> TASK OBJECTIVE
From the records below, pull out every line that contains the word "label".

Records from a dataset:

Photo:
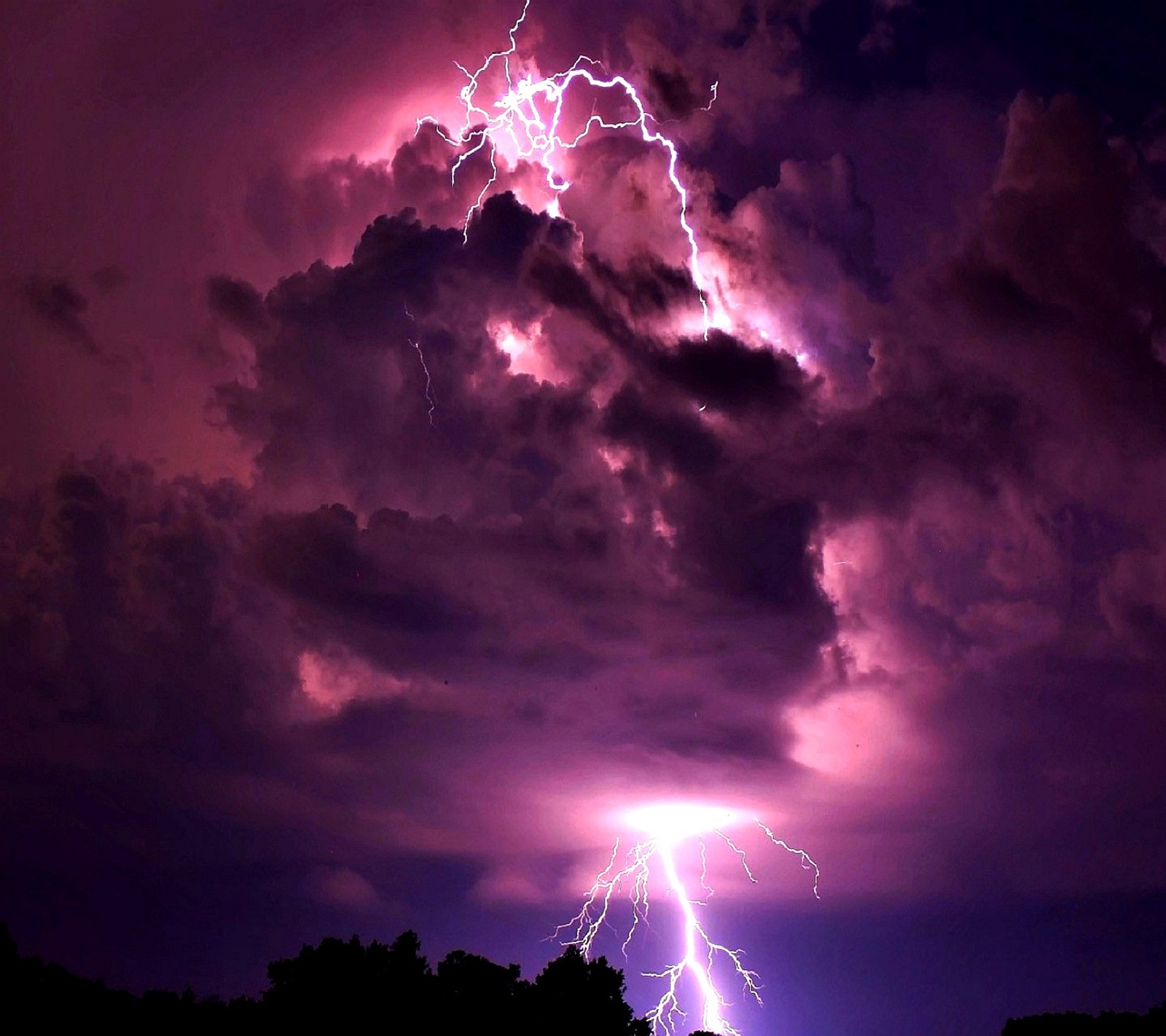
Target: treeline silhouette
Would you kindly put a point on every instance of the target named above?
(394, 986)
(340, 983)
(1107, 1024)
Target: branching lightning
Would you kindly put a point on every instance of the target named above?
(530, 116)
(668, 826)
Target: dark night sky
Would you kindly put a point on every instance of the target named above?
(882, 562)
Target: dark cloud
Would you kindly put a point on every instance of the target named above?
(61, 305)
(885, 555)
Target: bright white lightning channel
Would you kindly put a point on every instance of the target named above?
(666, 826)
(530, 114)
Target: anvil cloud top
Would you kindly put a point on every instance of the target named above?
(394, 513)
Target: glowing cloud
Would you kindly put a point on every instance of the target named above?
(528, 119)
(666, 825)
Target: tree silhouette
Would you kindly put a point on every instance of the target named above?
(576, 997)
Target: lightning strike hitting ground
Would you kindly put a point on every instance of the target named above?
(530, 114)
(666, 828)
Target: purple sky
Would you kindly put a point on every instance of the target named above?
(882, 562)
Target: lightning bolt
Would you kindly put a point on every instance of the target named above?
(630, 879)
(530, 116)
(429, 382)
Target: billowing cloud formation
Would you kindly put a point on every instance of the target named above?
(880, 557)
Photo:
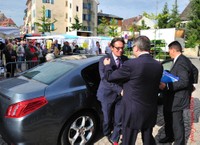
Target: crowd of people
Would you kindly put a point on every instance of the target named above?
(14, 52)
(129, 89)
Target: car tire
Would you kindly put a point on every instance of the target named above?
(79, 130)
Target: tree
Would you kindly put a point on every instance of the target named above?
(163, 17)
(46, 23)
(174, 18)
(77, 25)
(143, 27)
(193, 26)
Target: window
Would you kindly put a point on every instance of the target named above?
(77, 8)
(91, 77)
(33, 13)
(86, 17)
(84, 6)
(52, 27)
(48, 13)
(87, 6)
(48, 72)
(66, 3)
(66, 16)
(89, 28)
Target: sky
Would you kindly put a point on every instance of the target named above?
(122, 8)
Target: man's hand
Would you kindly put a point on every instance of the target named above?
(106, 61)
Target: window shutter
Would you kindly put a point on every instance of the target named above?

--

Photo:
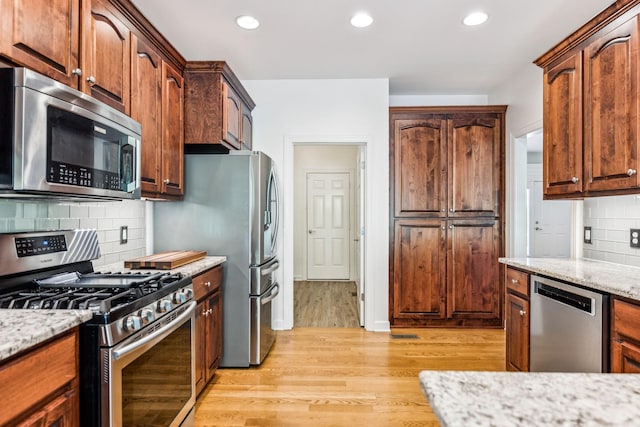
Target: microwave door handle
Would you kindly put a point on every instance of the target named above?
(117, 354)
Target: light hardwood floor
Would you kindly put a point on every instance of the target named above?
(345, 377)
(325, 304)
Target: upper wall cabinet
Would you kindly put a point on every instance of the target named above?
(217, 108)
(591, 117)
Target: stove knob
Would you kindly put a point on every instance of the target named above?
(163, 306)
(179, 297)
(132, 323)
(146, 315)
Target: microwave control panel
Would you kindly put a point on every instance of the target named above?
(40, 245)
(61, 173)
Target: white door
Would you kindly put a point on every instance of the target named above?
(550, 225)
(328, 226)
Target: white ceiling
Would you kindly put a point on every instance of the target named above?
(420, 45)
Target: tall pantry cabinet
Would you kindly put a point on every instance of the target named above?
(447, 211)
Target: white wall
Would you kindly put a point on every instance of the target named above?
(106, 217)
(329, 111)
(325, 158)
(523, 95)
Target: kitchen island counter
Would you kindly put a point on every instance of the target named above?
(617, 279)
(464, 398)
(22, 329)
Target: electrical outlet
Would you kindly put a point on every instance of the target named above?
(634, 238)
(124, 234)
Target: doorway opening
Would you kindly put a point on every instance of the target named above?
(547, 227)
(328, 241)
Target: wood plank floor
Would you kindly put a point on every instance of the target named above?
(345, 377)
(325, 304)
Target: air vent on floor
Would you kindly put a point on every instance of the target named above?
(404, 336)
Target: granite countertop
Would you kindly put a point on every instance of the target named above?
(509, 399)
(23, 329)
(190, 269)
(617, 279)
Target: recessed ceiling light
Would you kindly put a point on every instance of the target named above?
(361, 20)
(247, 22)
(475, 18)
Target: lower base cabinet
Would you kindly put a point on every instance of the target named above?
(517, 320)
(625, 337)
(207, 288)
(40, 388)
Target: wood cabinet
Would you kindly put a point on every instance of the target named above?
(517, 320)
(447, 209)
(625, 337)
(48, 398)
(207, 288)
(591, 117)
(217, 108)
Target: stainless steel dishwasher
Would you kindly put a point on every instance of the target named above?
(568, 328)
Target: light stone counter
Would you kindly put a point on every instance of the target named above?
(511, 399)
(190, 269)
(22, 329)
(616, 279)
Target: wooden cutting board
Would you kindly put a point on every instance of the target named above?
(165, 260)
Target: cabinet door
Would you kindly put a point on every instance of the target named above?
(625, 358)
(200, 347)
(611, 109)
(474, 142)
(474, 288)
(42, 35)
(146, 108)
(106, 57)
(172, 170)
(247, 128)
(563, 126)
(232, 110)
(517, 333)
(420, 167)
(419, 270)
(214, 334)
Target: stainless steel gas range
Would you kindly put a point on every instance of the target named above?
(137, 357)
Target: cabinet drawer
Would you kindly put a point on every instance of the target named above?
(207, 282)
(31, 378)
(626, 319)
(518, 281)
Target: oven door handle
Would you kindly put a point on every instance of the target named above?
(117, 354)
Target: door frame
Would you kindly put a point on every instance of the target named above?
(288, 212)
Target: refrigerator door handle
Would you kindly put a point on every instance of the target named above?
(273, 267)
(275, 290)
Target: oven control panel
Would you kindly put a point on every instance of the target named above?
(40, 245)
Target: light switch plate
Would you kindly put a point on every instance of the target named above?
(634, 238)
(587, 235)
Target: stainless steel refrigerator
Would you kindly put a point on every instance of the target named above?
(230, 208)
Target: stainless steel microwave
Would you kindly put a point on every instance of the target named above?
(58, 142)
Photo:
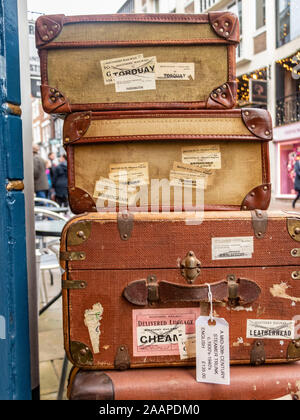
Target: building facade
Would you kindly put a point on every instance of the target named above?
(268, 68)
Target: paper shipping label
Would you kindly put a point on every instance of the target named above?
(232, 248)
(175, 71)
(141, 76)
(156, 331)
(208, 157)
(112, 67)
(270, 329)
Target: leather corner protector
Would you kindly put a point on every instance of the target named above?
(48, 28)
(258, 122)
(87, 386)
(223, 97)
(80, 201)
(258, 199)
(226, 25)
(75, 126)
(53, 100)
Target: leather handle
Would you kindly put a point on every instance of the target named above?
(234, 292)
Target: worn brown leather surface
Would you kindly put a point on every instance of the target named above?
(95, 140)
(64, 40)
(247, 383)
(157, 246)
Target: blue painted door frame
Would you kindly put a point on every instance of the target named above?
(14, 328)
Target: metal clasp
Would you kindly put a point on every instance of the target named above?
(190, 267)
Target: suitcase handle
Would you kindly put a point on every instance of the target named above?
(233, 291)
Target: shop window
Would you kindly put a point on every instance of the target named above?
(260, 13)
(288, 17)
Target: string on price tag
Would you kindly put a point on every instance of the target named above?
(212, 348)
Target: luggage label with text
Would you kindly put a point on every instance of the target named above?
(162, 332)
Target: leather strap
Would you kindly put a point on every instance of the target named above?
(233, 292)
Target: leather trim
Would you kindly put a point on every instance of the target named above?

> RESPONSE
Target: paper shipping label
Target: luggage label with text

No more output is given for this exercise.